*** PROVIDED DATA ***
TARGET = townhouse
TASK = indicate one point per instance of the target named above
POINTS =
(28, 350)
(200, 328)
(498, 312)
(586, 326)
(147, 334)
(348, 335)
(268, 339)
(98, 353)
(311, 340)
*** End of PROVIDED DATA ***
### [WORK INSTRUCTION]
Copy every record again, keeping each word unchanged.

### [SOLUTION TO THIS PROBLEM]
TARGET = townhouse
TASK = indicate one point per instance of the target named above
POINTS =
(28, 350)
(200, 328)
(498, 312)
(586, 326)
(147, 334)
(348, 335)
(268, 339)
(98, 353)
(311, 340)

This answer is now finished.